*** Opening of PASSAGE FOR REVIEW ***

# FITNESS and NUTRITION FORUM > DIET AND NUTRITION > RECIPES >  Dave power meal and breakfast

## DFRELAT

Seems more appropriate to post these two in here from my last thread of my latest cycle. Yes I know I have an accent, I'm French Canadian! This is a big meal I eat almost everyday these days

----------


## DFRELAT

This is my everyday breakfast for men! lol

----------


## Trevtrev

Always looking for ways of changing up my morning oats. Going to try your oatmeal recipe. Looks good, thanks!

----------


## DFRELAT

Well if you like the peanut butter taste it's great!

----------


## kelkel

Interesting Dave. Keep it up.

----------


## AKGladiator7127

Hi Dave, 
I enjoyed your videos. You are the first I have seen that eats baby food, but with your illness it does make sense. I will give it a try. It would be interesting to hear about other meal ideas you have.

*** Close of PASSAGE FOR REVIEW ***

YOUR OBJECTIVE: List every distinct username that posts in the forum thread, each name once.

*** Opening of THE DATA ***

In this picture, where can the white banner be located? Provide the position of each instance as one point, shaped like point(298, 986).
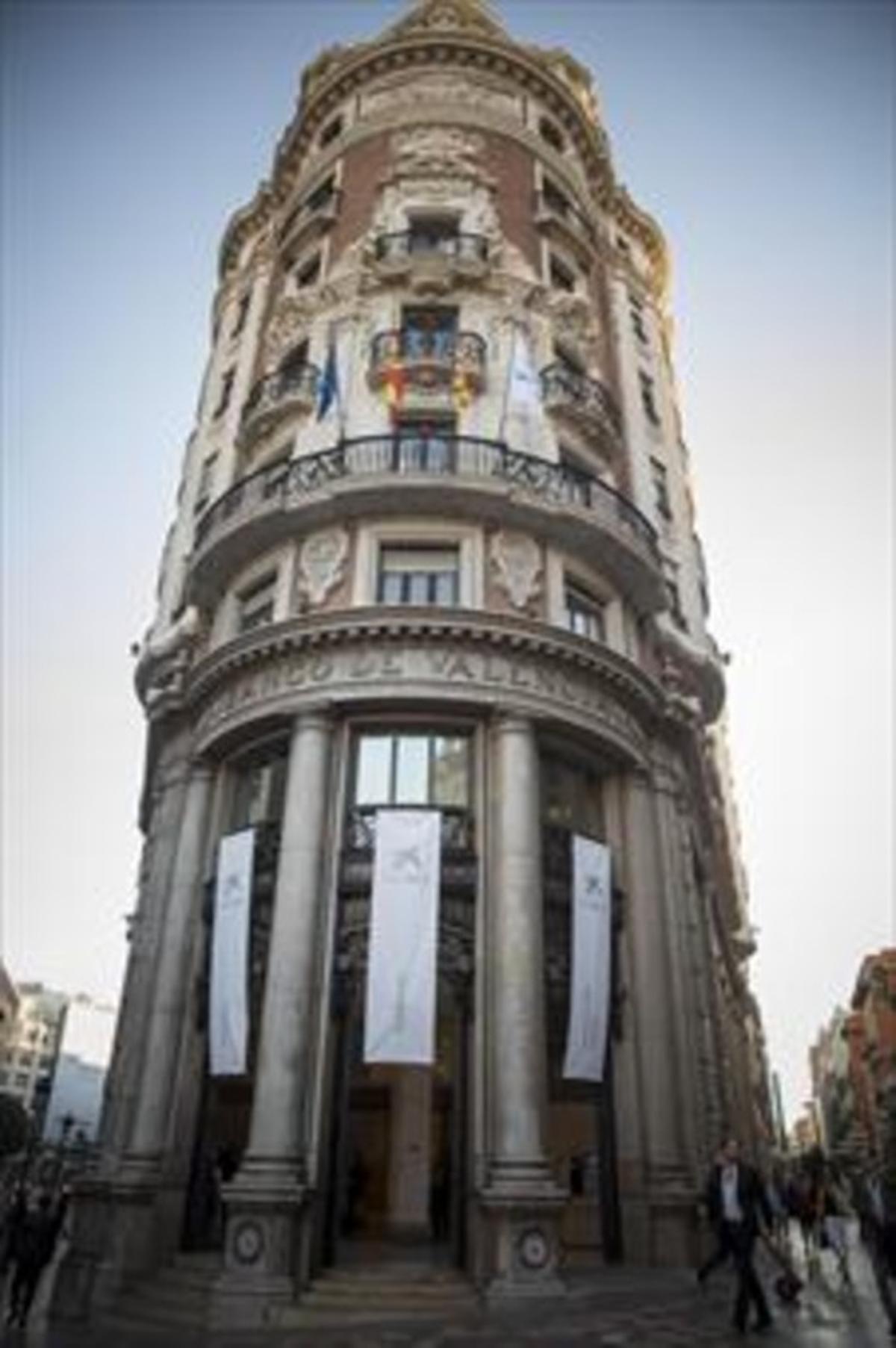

*** Close of THE DATA ***

RESPONSE TO THIS TASK: DFRELAT, Trevtrev, kelkel, AKGladiator7127